Tekstfragment:
%%
De rechtbank overweegt dat de verdediging van medeverdachte [medeverdachte 2] in diens strafzaak stukken heeft aangeleverd welke door het openbaar ministerie tevens zijn gevoegd in de strafzaak tegen verdachte. Dit betreft concrete en gedetailleerde specificaties die kennelijk een totale geldstroom van € 1.531.910,-- verklaren, alsmede dat deze specificaties verifieerbaar zijn en niet op voorhand als volslagen onwaarschijnlijk zijn aan te merken. Het openbaar ministerie is dit oordeel eveneens toegedaan. Gelet hierop lag het vervolgens op de weg van het openbaar ministerie om bewijs bij te brengen van zodanige feiten en omstandigheden waaruit kan worden afgeleid dat het niet anders kan dan dat het geld uit enig misdrijf afkomstig is.
%%
Opdrachtonderdelen:
- a) Geef uit het fragment over de geldstroom de passage terug tussen "De rechtbank overweegt" en "misdrijf afkomstig is.", beide inbegrepen.
- b) Ga na of deze uitspraken kloppen met het fragment over de geldstroom: (i) de stukken zijn aangeleverd door het openbaar ministerie; (ii) de specificaties verklaren een totale geldstroom van € 1.531.910,--; (iii) het openbaar ministerie deelt het oordeel over de specificaties. Antwoord alsjeblieft per uitspraak met ja of nee en citeer de doorslaggevende woorden letterlijk.
- c) Schrijf een vervolg op het fragment over de geldstroom dat aansluit op de laatste zin ervan.
Voor het werk met dit fragment heb je de gegevens niet nodig.

Opgeslagen rijen:
%%
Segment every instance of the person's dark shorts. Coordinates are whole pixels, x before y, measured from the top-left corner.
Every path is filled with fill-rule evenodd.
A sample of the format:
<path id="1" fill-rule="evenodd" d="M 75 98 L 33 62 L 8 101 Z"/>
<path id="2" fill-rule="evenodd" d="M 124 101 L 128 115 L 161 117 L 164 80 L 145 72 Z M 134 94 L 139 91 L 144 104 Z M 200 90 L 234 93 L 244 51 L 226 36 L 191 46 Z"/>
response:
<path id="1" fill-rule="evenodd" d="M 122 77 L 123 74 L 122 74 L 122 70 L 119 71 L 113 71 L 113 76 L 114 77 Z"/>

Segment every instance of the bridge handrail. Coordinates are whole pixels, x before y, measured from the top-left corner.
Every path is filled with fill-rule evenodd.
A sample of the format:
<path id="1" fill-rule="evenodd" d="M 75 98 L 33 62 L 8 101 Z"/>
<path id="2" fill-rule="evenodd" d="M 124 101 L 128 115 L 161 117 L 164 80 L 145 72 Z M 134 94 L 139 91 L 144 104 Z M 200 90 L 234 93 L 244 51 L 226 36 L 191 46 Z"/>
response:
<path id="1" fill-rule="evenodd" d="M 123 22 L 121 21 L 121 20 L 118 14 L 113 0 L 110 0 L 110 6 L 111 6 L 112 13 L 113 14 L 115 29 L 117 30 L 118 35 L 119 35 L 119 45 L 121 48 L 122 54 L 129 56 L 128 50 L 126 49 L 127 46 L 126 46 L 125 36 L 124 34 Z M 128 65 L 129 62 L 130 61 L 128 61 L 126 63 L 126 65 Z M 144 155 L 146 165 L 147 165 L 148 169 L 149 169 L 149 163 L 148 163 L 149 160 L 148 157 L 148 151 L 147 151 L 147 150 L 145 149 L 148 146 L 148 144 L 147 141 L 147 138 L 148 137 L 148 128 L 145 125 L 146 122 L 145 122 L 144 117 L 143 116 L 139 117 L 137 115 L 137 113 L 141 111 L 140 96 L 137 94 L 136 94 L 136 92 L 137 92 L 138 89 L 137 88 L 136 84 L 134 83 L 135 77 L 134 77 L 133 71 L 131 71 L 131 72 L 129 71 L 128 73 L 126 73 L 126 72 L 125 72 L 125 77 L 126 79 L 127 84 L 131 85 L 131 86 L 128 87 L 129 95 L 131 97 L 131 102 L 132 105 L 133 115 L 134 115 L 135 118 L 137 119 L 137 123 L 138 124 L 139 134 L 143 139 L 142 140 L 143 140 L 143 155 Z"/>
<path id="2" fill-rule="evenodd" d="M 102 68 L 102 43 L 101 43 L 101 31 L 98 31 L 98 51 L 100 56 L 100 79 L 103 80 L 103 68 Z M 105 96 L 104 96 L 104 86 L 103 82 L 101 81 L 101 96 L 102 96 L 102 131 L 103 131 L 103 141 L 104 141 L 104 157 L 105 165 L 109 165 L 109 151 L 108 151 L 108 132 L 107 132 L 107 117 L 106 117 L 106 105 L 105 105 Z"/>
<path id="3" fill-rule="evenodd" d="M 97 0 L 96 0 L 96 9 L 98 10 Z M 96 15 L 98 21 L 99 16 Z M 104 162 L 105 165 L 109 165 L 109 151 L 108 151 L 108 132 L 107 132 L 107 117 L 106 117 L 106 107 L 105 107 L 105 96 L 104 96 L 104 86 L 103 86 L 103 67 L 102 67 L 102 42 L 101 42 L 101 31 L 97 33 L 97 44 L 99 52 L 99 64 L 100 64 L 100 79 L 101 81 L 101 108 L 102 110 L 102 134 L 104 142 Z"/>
%%
Resultaten per opdracht:
- a)
De rechtbank overweegt dat de verdediging van medeverdachte [medeverdachte 2] in diens strafzaak stukken heeft aangeleverd welke door het openbaar ministerie tevens zijn gevoegd in de strafzaak tegen verdachte. Dit betreft concrete en gedetailleerde specificaties die kennelijk een totale geldstroom van € 1.531.910,-- verklaren, alsmede dat deze specificaties verifieerbaar zijn en niet op voorhand als volslagen onwaarschijnlijk zijn aan te merken. Het openbaar ministerie is dit oordeel eveneens toegedaan. Gelet hierop lag het vervolgens op de weg van het openbaar ministerie om bewijs bij te brengen van zodanige feiten en omstandigheden waaruit kan worden afgeleid dat het niet anders kan dan dat het geld uit enig misdrijf afkomstig is.

- b)
(i) Nee: "de verdediging van medeverdachte [medeverdachte 2] in diens strafzaak stukken heeft aangeleverd"
(ii) Ja: "een totale geldstroom van € 1.531.910,-- verklaren"
(iii) Ja: "Het openbaar ministerie is dit oordeel eveneens toegedaan."

- c)
Het openbaar ministerie heeft nader onderzoek gedaan naar deze geldstroom. De rechtbank concludeert dat op grond van dit nadere onderzoek vragen gesteld kunnen worden bij een aantal overboekingen van verdachte naar [medeverdachte 2]. Op zichzelf valt dan ook niet uit te sluiten dat de betreffende gelden uit enig misdrijf afkomstig zijn. Uit het onderzoek van het openbaar ministerie blijkt echter in onvoldoende mate van feiten en omstandigheden die - op zichzelf of in onderling verband en samenhang bezien - tot het oordeel kunnen leiden dat het niet anders kan zijn dan dat de desbetreffende geldbedragen - middellijk of onmiddellijk - uit enig misdrijf afkomstig zijn.
Het voorgaande betekent dat de rechtbank verdachte zal vrijspreken van het ten laste gelegde witwassen van de door verdachte naar [medeverdachte 2] overgeboekte geldbedragen van (in totaal) € 269.200,-- en € 62.825,--.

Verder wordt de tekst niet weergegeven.